▸ WHAT TO PRODUCE
Present each line of the entries below as a Markdown table with the columns Row and Line, numbering the rows and skipping blank lines. Leave the pictures out.
Start of MATERIAL FOR THIS TASK
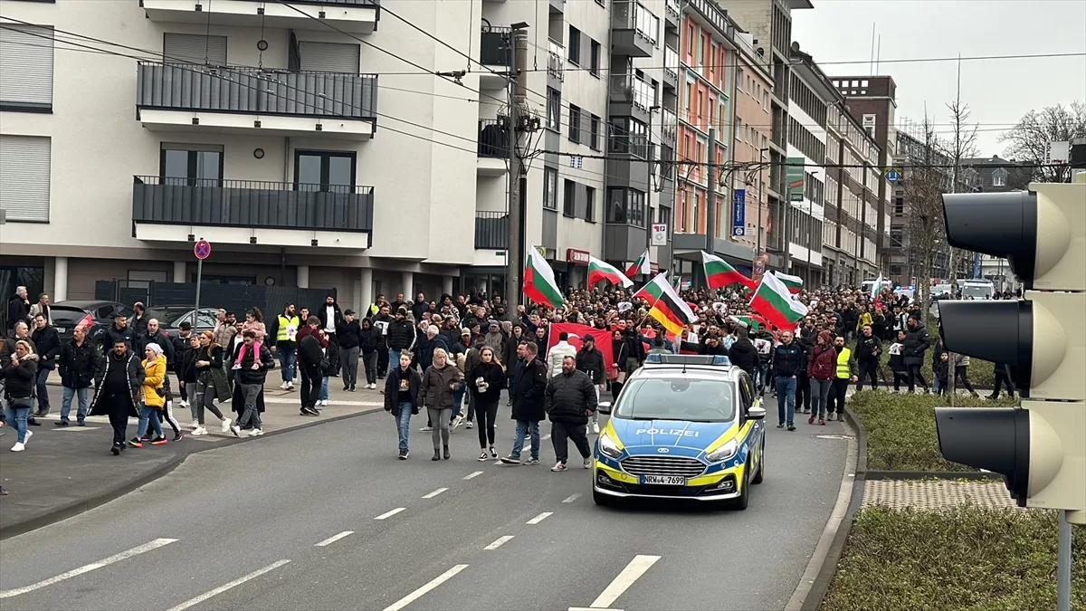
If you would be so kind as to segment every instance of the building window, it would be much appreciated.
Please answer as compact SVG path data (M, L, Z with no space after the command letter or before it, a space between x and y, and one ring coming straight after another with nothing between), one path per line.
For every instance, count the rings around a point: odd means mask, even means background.
M607 189L607 222L645 226L645 192L627 187Z
M294 151L294 189L349 194L354 189L355 153Z
M569 26L569 41L567 42L569 61L581 65L581 30Z
M577 215L577 183L569 178L563 182L561 213L570 219Z
M0 28L0 110L53 110L53 28Z
M554 167L543 169L543 208L558 210L558 171Z
M561 132L561 91L546 88L546 127Z
M0 209L9 221L49 222L51 145L48 137L0 135Z
M223 179L223 147L164 142L159 176L164 185L216 187Z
End of MATERIAL FOR THIS TASK
▸ EXERCISE RESULT
| Row | Line |
|---|---|
| 1 | If you would be so kind as to segment every instance of the building window, it would be much appreciated. |
| 2 | Please answer as compact SVG path data (M, L, Z with no space after the command letter or before it, a space between x and y, and one ring coming straight after another with nothing between), one path per line. |
| 3 | For every instance, count the rings around a point: odd means mask, even means background. |
| 4 | M607 189L607 222L645 226L645 192L627 187Z |
| 5 | M294 151L294 189L349 194L354 189L355 153Z |
| 6 | M569 26L569 41L567 42L569 61L581 65L581 30Z |
| 7 | M577 215L577 183L569 178L563 182L561 213L570 219Z |
| 8 | M0 28L0 110L53 110L53 28Z |
| 9 | M554 167L543 169L543 208L558 210L558 171Z |
| 10 | M561 132L561 91L546 88L546 127Z |
| 11 | M0 209L9 221L49 222L51 145L48 137L0 135Z |
| 12 | M223 179L223 147L164 142L159 176L164 185L216 187Z |